▶ **EXERCISE**
Convert the entries below into a two-column CSV headed input and output, with one row per entry. Put each entry's text and its answer in a single quoted field with line breaks replaced by spaces, and leave the pictures out.

───── DATASET CONTENT

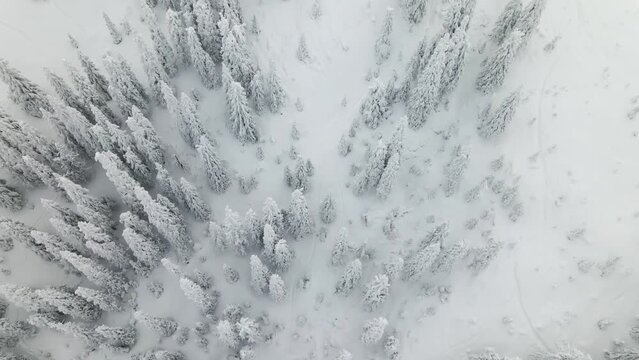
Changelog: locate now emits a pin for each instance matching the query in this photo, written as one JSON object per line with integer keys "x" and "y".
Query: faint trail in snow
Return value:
{"x": 523, "y": 310}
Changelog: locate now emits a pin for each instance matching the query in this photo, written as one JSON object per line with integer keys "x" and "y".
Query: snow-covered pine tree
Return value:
{"x": 166, "y": 55}
{"x": 376, "y": 292}
{"x": 104, "y": 246}
{"x": 299, "y": 222}
{"x": 276, "y": 288}
{"x": 241, "y": 122}
{"x": 121, "y": 179}
{"x": 506, "y": 21}
{"x": 494, "y": 125}
{"x": 370, "y": 175}
{"x": 164, "y": 327}
{"x": 194, "y": 201}
{"x": 494, "y": 69}
{"x": 302, "y": 50}
{"x": 155, "y": 72}
{"x": 420, "y": 260}
{"x": 116, "y": 36}
{"x": 529, "y": 19}
{"x": 259, "y": 275}
{"x": 68, "y": 303}
{"x": 168, "y": 223}
{"x": 375, "y": 108}
{"x": 388, "y": 177}
{"x": 216, "y": 170}
{"x": 115, "y": 283}
{"x": 96, "y": 211}
{"x": 454, "y": 170}
{"x": 146, "y": 138}
{"x": 424, "y": 98}
{"x": 382, "y": 44}
{"x": 177, "y": 34}
{"x": 414, "y": 10}
{"x": 275, "y": 94}
{"x": 10, "y": 198}
{"x": 283, "y": 256}
{"x": 24, "y": 93}
{"x": 67, "y": 94}
{"x": 374, "y": 330}
{"x": 350, "y": 278}
{"x": 202, "y": 61}
{"x": 194, "y": 292}
{"x": 97, "y": 80}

──────────

▶ **TASK SOLUTION**
input,output
"Changelog: locate now emits a pin for each instance matching the query in this photo, written as one JSON object per line with integer keys ""x"" and ""y"". Query: faint trail in snow Return value:","{""x"": 523, ""y"": 310}"
"Changelog: locate now emits a pin for each instance matching the query in this photo, written as one JSON object per line with integer keys ""x"" and ""y"". Query: snow-covered pine tree Return value:","{""x"": 166, ""y"": 55} {""x"": 376, ""y"": 292} {""x"": 104, ""y"": 246} {""x"": 299, ""y"": 222} {""x"": 276, ""y"": 288} {""x"": 241, ""y"": 122} {""x"": 121, ""y"": 179} {""x"": 506, ""y"": 21} {""x"": 494, ""y"": 125} {""x"": 370, ""y"": 175} {""x"": 164, ""y"": 327} {""x"": 194, ""y"": 201} {""x"": 494, ""y"": 69} {""x"": 302, ""y"": 50} {""x"": 155, ""y"": 72} {""x"": 420, ""y"": 260} {""x"": 116, ""y"": 36} {""x"": 529, ""y"": 19} {""x"": 259, ""y"": 275} {""x"": 68, ""y"": 303} {""x"": 168, ""y"": 223} {""x"": 375, ""y"": 108} {""x"": 388, ""y"": 177} {""x"": 216, ""y"": 170} {""x"": 115, ""y"": 283} {""x"": 96, ""y"": 211} {""x"": 454, ""y"": 170} {""x"": 146, ""y"": 138} {""x"": 424, ""y"": 98} {""x"": 382, ""y"": 44} {""x"": 177, ""y"": 34} {""x"": 414, ""y"": 10} {""x"": 275, ""y"": 94} {""x"": 10, ""y"": 198} {""x"": 283, ""y"": 256} {""x"": 24, ""y"": 93} {""x"": 67, ""y"": 94} {""x"": 374, ""y"": 330} {""x"": 350, ""y"": 278} {""x"": 202, ""y"": 61} {""x"": 194, ""y"": 292} {""x"": 97, ""y"": 80}"